From the piece on the BBC midwife series below, reproduce word for word everything from "The storyline of" down to "of the country.".

_Supplied text_
#####
The Many Lessons of “Call the Midwife”
The popular BBC series, set in mid-century London, continues to instruct and inspire modern nurses
First aired in 2012, “Call the Midwife” is a BBC period drama, shown in the U.S. on PBS, that follows groups of newly qualified nurse midwives living at Nonnatus House, an Anglican convent in London’s East End in the late 1950s.
The storyline of “Call the Midwife” was originally based on the memoirs of the late Jennifer Worth, RN, RM, about her early career as a nurse midwife. However, the show has continued beyond the period described in Worth’s books, showing the transition to the ‘60s and modern medicine.
The setting, Nonnatus House, is a fictionalized version of the real-life Sisters of St. John the Divine convent where Worth worked, which was established in 1849. According to my London friend, having secular nurse midwives living and working alongside Anglican nuns was an unusual arrangement.
Since the show begins less than 10 years after the establishment of the English National Health Service (NHS) in 1948, it may have been an early way of providing services in the poorer areas of the country.
Accommodations are made on both sides. New nurse midwives must mind their manners in the convent, while the sisters must learn to tolerate discussions about jazz, smoking, alcohol, and men.
#####
_Given entries_

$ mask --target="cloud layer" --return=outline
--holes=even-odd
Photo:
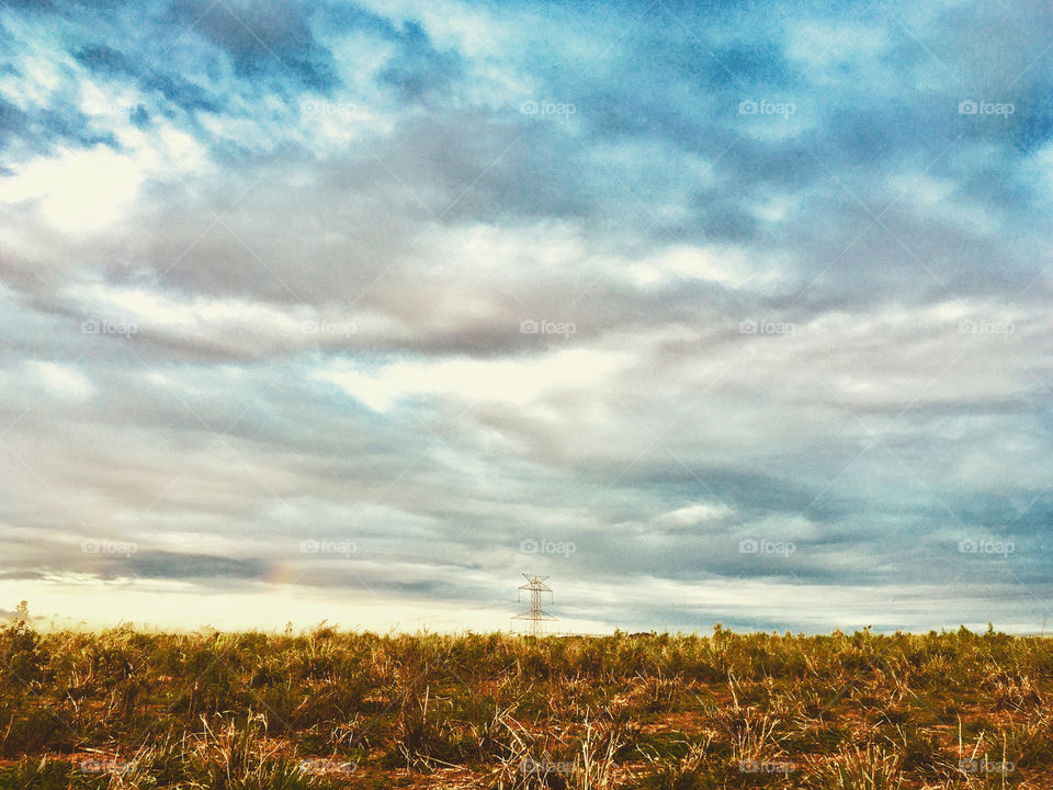
[[[1049,10],[0,41],[7,606],[492,628],[529,572],[581,630],[1044,628]]]

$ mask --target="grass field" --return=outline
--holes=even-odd
[[[0,632],[0,787],[1053,788],[1053,641]]]

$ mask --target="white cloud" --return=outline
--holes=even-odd
[[[57,362],[31,361],[26,363],[31,375],[49,393],[61,398],[84,400],[95,393],[95,387],[83,373],[70,365]]]
[[[569,349],[530,360],[395,362],[376,373],[336,365],[314,377],[337,384],[374,411],[387,411],[400,398],[422,394],[524,407],[548,393],[587,392],[629,362],[619,352]]]

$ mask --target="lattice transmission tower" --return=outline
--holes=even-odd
#####
_Answer to this problem_
The storyline of “Call the Midwife” was originally based on the memoirs of the late Jennifer Worth, RN, RM, about her early career as a nurse midwife. However, the show has continued beyond the period described in Worth’s books, showing the transition to the ‘60s and modern medicine.
The setting, Nonnatus House, is a fictionalized version of the real-life Sisters of St. John the Divine convent where Worth worked, which was established in 1849. According to my London friend, having secular nurse midwives living and working alongside Anglican nuns was an unusual arrangement.
Since the show begins less than 10 years after the establishment of the English National Health Service (NHS) in 1948, it may have been an early way of providing services in the poorer areas of the country.